▸ WHAT THE TASK REQUIRES: Reproduce every one of the records below verbatim, leaving out the pictures.

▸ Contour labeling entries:
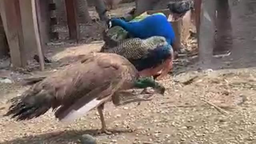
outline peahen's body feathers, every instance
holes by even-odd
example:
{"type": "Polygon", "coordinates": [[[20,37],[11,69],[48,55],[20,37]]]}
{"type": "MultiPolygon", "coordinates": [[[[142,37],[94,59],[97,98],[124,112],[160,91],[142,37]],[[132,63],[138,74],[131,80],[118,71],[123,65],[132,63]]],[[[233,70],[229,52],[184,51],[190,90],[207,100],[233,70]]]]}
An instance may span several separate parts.
{"type": "Polygon", "coordinates": [[[110,27],[121,26],[134,38],[146,39],[153,36],[162,36],[165,38],[167,42],[170,45],[175,40],[172,24],[163,14],[152,15],[135,22],[127,22],[119,19],[112,18],[109,23],[110,27]]]}
{"type": "Polygon", "coordinates": [[[114,93],[148,86],[162,94],[164,92],[164,88],[154,80],[140,78],[128,60],[114,54],[91,53],[37,82],[21,96],[10,101],[11,105],[5,116],[11,115],[17,120],[29,120],[51,108],[57,118],[70,121],[97,107],[106,132],[102,109],[114,93]]]}
{"type": "Polygon", "coordinates": [[[139,71],[154,68],[172,56],[172,49],[165,38],[155,36],[142,40],[139,38],[120,41],[115,46],[104,46],[101,52],[115,53],[129,60],[139,71]]]}

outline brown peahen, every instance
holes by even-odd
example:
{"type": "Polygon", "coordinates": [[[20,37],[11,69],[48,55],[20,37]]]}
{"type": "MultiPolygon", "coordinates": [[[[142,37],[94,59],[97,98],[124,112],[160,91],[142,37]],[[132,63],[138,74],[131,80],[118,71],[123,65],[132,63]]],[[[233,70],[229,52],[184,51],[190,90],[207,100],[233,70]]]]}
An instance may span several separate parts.
{"type": "Polygon", "coordinates": [[[64,70],[51,74],[23,93],[11,99],[8,111],[16,120],[29,120],[52,108],[56,118],[70,121],[97,108],[102,128],[106,129],[102,110],[111,99],[118,105],[119,92],[133,88],[152,87],[163,94],[165,88],[149,78],[141,78],[127,59],[114,54],[92,53],[64,70]],[[115,97],[114,98],[114,96],[115,97]]]}

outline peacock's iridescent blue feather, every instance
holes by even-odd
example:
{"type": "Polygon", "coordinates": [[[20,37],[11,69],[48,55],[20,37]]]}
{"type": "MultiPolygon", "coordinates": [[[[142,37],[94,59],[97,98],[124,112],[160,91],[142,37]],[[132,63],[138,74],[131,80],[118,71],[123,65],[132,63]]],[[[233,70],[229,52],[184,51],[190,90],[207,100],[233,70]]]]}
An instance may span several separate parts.
{"type": "Polygon", "coordinates": [[[111,19],[110,22],[112,26],[121,26],[134,38],[146,39],[153,36],[162,36],[171,45],[175,40],[172,24],[163,15],[152,15],[139,22],[126,22],[117,18],[111,19]]]}
{"type": "Polygon", "coordinates": [[[149,50],[148,53],[140,59],[131,61],[138,71],[154,68],[162,64],[172,56],[172,48],[170,44],[158,46],[153,50],[149,50]]]}
{"type": "Polygon", "coordinates": [[[172,46],[166,39],[158,36],[144,40],[133,38],[121,40],[112,48],[104,45],[100,52],[120,55],[139,71],[157,66],[171,56],[173,52],[172,46]]]}

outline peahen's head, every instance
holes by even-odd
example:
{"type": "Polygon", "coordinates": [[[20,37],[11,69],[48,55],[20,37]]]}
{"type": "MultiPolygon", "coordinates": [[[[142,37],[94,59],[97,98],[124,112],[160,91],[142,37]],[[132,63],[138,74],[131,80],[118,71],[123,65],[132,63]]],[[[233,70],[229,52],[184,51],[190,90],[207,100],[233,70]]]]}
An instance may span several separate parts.
{"type": "Polygon", "coordinates": [[[135,82],[134,87],[138,88],[151,87],[158,93],[162,95],[165,92],[165,88],[151,77],[138,78],[135,82]]]}
{"type": "Polygon", "coordinates": [[[168,44],[165,38],[161,36],[153,36],[144,40],[147,43],[154,44],[158,46],[168,44]]]}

▸ RESPONSE BELOW:
outline peahen's body feathers, every instance
holes by even-odd
example:
{"type": "Polygon", "coordinates": [[[20,37],[11,69],[48,55],[20,37]]]}
{"type": "MultiPolygon", "coordinates": [[[[142,37],[94,59],[97,98],[124,112],[160,91],[142,37]],[[132,63],[138,74],[131,80],[118,71],[123,65],[132,63]]],[[[233,70],[229,52],[184,51],[190,90],[207,100],[233,70]]]]}
An instance may span several separate parts.
{"type": "Polygon", "coordinates": [[[110,27],[121,26],[134,38],[146,39],[153,36],[162,36],[165,38],[167,42],[170,45],[175,40],[172,24],[163,14],[152,15],[135,22],[127,22],[119,19],[112,18],[109,23],[110,27]]]}
{"type": "Polygon", "coordinates": [[[114,93],[148,86],[162,94],[164,92],[164,88],[154,80],[140,78],[128,60],[114,54],[91,53],[37,82],[21,96],[10,101],[11,105],[5,116],[11,115],[17,120],[29,120],[51,108],[57,118],[70,121],[97,107],[106,132],[102,109],[114,93]]]}
{"type": "Polygon", "coordinates": [[[139,71],[154,68],[172,56],[172,49],[165,38],[155,36],[142,40],[139,38],[120,41],[115,46],[104,46],[101,52],[115,53],[129,60],[139,71]]]}

outline brown peahen, every instance
holes by even-odd
example:
{"type": "Polygon", "coordinates": [[[20,37],[11,69],[48,55],[20,37]]]}
{"type": "MultiPolygon", "coordinates": [[[[142,37],[94,59],[97,98],[124,112],[160,91],[142,37]],[[132,63],[138,74],[131,80],[118,71],[123,65],[132,63]]],[[[233,70],[229,52],[184,51],[190,90],[207,100],[233,70]]]]}
An instance may span several separate parts.
{"type": "Polygon", "coordinates": [[[64,70],[51,74],[23,93],[11,99],[8,111],[16,120],[29,120],[52,108],[56,118],[70,121],[97,108],[102,128],[106,129],[102,110],[111,99],[118,105],[119,92],[133,88],[152,87],[163,94],[165,88],[149,78],[141,78],[127,59],[114,54],[92,53],[64,70]],[[115,97],[114,98],[114,96],[115,97]]]}

outline peacock's iridescent blue feather, every instance
holes by even-odd
example:
{"type": "Polygon", "coordinates": [[[20,37],[11,69],[48,55],[20,37]]]}
{"type": "MultiPolygon", "coordinates": [[[[142,37],[94,59],[97,98],[124,112],[160,91],[142,37]],[[132,63],[138,74],[131,80],[118,71],[123,65],[132,63]]],[[[233,70],[229,52],[184,51],[190,90],[207,100],[233,70]]]]}
An instance may span several separate parts.
{"type": "Polygon", "coordinates": [[[111,19],[110,22],[112,26],[121,26],[134,38],[146,39],[153,36],[162,36],[171,45],[175,40],[172,24],[163,15],[152,15],[139,22],[126,22],[117,18],[111,19]]]}
{"type": "Polygon", "coordinates": [[[149,50],[148,53],[140,59],[131,61],[138,71],[154,68],[162,64],[172,56],[172,48],[170,44],[158,46],[153,50],[149,50]]]}
{"type": "Polygon", "coordinates": [[[172,46],[166,39],[158,36],[144,40],[133,38],[121,40],[112,48],[104,45],[100,52],[120,55],[139,71],[157,66],[171,56],[173,52],[172,46]]]}

outline peahen's head, every instance
holes by even-odd
example:
{"type": "Polygon", "coordinates": [[[20,37],[11,69],[48,55],[20,37]]]}
{"type": "MultiPolygon", "coordinates": [[[[142,37],[94,59],[97,98],[124,112],[160,91],[142,37]],[[132,63],[138,74],[131,80],[118,71],[123,65],[132,63]]],[[[233,70],[229,52],[184,51],[190,90],[207,100],[233,70]]]]}
An instance may span several separate parts.
{"type": "Polygon", "coordinates": [[[135,82],[134,87],[138,88],[151,87],[158,93],[162,95],[165,92],[165,88],[151,77],[138,78],[135,82]]]}
{"type": "Polygon", "coordinates": [[[168,44],[165,38],[161,36],[153,36],[144,40],[147,43],[154,44],[158,46],[168,44]]]}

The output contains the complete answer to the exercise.